▶ **What to do**:
Convert the entries below into a JSON array of strings, with each line as its own string and blank lines omitted.

▶ **Coordinate annotation entries**:
□ □ □ □ □

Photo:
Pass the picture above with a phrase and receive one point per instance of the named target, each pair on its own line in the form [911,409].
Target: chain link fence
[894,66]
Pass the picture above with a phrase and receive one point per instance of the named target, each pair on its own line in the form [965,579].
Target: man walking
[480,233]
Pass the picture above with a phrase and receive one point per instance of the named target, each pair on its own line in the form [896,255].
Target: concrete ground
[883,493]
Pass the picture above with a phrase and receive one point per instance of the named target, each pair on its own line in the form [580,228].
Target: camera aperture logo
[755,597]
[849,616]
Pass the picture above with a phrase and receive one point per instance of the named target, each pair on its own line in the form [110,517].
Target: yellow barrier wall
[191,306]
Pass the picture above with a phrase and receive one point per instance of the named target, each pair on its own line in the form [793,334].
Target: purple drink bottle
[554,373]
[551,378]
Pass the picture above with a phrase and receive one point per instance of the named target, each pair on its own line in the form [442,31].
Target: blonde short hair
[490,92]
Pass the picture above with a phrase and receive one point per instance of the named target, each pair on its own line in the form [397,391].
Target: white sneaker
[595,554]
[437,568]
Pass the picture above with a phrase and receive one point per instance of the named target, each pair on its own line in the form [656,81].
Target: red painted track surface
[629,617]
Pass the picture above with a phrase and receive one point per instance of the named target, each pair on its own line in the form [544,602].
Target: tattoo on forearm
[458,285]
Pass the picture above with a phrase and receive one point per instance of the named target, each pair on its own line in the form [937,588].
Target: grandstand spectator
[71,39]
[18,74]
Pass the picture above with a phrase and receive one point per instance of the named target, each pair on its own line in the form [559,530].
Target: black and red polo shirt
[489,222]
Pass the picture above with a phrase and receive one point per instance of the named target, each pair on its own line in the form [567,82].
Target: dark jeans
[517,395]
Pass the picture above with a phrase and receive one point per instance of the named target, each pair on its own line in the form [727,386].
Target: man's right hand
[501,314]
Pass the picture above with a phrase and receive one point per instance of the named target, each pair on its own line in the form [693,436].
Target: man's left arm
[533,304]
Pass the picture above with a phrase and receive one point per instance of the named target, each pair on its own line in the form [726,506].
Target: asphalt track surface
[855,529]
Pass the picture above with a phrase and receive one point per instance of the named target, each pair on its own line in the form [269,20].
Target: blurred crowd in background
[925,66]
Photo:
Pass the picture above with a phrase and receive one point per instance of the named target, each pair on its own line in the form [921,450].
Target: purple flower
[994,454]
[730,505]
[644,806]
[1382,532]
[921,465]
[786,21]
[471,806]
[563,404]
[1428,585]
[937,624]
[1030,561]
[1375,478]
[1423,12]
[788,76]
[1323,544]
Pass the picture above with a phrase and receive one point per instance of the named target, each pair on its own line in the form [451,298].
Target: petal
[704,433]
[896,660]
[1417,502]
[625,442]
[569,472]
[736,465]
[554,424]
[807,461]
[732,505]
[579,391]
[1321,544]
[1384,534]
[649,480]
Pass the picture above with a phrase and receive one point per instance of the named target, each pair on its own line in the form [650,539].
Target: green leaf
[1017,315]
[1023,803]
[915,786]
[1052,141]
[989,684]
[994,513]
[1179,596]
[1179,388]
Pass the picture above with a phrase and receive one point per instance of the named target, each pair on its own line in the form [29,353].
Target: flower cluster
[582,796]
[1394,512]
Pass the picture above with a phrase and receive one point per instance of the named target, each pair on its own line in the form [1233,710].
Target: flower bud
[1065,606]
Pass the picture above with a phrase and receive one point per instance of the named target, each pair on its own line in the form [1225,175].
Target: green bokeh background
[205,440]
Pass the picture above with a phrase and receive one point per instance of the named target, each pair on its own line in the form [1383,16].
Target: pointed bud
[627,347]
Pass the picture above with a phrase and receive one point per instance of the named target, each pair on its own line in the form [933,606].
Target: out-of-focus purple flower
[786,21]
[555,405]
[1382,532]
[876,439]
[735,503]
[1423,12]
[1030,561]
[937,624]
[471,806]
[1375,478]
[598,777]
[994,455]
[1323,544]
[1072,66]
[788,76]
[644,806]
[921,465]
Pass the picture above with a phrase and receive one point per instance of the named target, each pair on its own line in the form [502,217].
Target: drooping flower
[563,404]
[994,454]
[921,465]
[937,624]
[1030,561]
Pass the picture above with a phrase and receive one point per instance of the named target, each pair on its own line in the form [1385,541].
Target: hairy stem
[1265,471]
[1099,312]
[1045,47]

□ □ □ □ □

▶ **The result**:
[
  "Photo:",
  "Pass the picture above with a phrase and receive one point per instance of the named target, each pair on its own line in the form [911,409].",
  "Target: chain link fence",
  "[894,66]",
  "Pass the picture above with a phrase and receive one point per instance of the named target, each pair on its own line in the form [965,579].",
  "Target: man walking",
  "[480,233]",
  "Pass the picture above with a phrase and receive one point per instance of the named target, each pair on its own line in the form [896,255].",
  "Target: concrete ground",
  "[883,493]",
  "Pass the picture above with a phrase and receive one point per instance of the named target, each pair on its own line in the form [580,228].",
  "Target: camera aperture logo",
  "[755,597]",
  "[849,616]",
  "Pass the picture above with a phrase and receive one point per instance of the named target, each pair on its own line in the form [110,517].",
  "Target: yellow barrier wall",
  "[191,306]",
  "Pass the picture above with a phrase and receive one point per instance of the named target, each pair on its own line in the form [793,334].",
  "Target: purple drink bottle",
  "[554,373]",
  "[551,378]",
  "Pass the picture above with a phrase and receive one point per instance of the named target, each pair on its own line in the form [442,31].",
  "Target: blonde short hair",
  "[490,92]",
  "Pass the picture above with a phrase and receive one point per instance of the named target, each pair on its own line in the form [397,391].",
  "Target: white sneaker",
  "[595,554]",
  "[437,568]",
  "Pass the picture above with a phrase and receive one point per instance of the named target, each pair on its own line in the form [656,81].",
  "Target: red painted track surface",
  "[629,617]",
  "Pass the picture above with a phrase and receive one point per instance of the named target, each pair on its own line in the form [544,602].",
  "Target: tattoo on forearm",
  "[458,285]",
  "Pass the picture above with a phrase and receive one point per instance of the named target, each pair on its own line in the form [937,588].",
  "Target: grandstand spectator",
  "[71,39]",
  "[18,74]",
  "Pass the picture above with a phrase and receive one point per instance of the named target, each pair on its own line in the form [559,530].",
  "Target: black and red polo shirt",
  "[489,222]",
  "Pass the picture above with a phrase and receive one point per instance of the named target, each pair on its own line in the form [567,82].",
  "Target: dark jeans",
  "[517,395]",
  "Pass the picture above with a phrase and receive one point per instance of the named target, each pair on its own line in the form [727,386].",
  "Target: man's right hand",
  "[501,314]",
  "Pass the picture above with a phrase and receive one point per instance of the named target, each pair on its own line in the form [693,436].",
  "Target: man's left arm",
  "[533,304]",
  "Pass the picture above with a phrase and receive one point per instance of the named target, each pair on its own line in the form [726,506].",
  "Target: asphalt track surface",
  "[855,529]",
  "Pass the picture above with a phrase and receive one point per instance of the named target, each pair on its own line in the form [269,20].",
  "Target: blurred crowd in background",
  "[925,66]",
  "Photo:",
  "Pass the picture above with a phrase and receive one point per instance of the named target, each pair on its own line in the form [921,450].",
  "Target: purple flower",
  "[994,454]",
  "[730,505]",
  "[644,806]",
  "[1382,532]",
  "[921,465]",
  "[786,21]",
  "[471,806]",
  "[563,404]",
  "[1428,585]",
  "[937,624]",
  "[1030,561]",
  "[1375,478]",
  "[1423,12]",
  "[788,76]",
  "[1323,544]",
  "Pass the picture above with a phrase and receive one point per instance of the named target, each pair on its own line in the form [451,298].",
  "Target: petal",
  "[704,433]",
  "[896,660]",
  "[1417,502]",
  "[625,442]",
  "[569,472]",
  "[736,465]",
  "[554,424]",
  "[807,461]",
  "[732,505]",
  "[579,391]",
  "[1321,544]",
  "[1384,534]",
  "[649,480]",
  "Pass the picture above with a phrase and receive one point per instance of the named target, each pair on its own line in the form [650,539].",
  "Target: green leaf",
  "[1017,315]",
  "[1023,803]",
  "[915,786]",
  "[1052,141]",
  "[989,684]",
  "[994,513]",
  "[1179,596]",
  "[1179,388]",
  "Pass the picture above with a phrase and receive one point per instance of the named target, each pair on its own line in the form [29,353].",
  "Target: flower cluster",
  "[582,796]",
  "[1394,512]",
  "Pass the picture above with a phrase and receive one point per instance of the named target, each pair on its own line in the form [1233,710].",
  "Target: flower bud",
  "[1065,606]",
  "Pass the picture above with a phrase and receive one point per instance of the named target, each pair on its own line in the form [1225,175].",
  "Target: green bokeh background",
  "[205,440]",
  "Pass the picture above with a phrase and receive one point per instance of the named target, each pair on its own line in the form [1383,16].",
  "Target: pointed bud",
  "[627,347]",
  "Pass the picture above with a phrase and receive one point per instance of the named target, each pair on its own line in the form [933,606].",
  "Target: out-of-focus purple flower",
  "[786,21]",
  "[555,405]",
  "[1382,532]",
  "[876,439]",
  "[735,503]",
  "[1423,12]",
  "[1030,561]",
  "[937,624]",
  "[471,806]",
  "[1375,478]",
  "[598,777]",
  "[994,455]",
  "[1323,544]",
  "[1072,66]",
  "[788,76]",
  "[644,806]",
  "[921,465]",
  "Pass the picture above with a phrase and receive one point per instance of the named target, each pair on its own line in the form [502,217].",
  "Target: drooping flower",
  "[563,404]",
  "[994,454]",
  "[921,465]",
  "[937,624]",
  "[1030,561]",
  "Pass the picture above with a phrase and receive one point per instance of the named target, each pair on its own line in the form [1385,541].",
  "Target: hairy stem",
  "[1265,471]",
  "[1099,312]",
  "[1045,47]"
]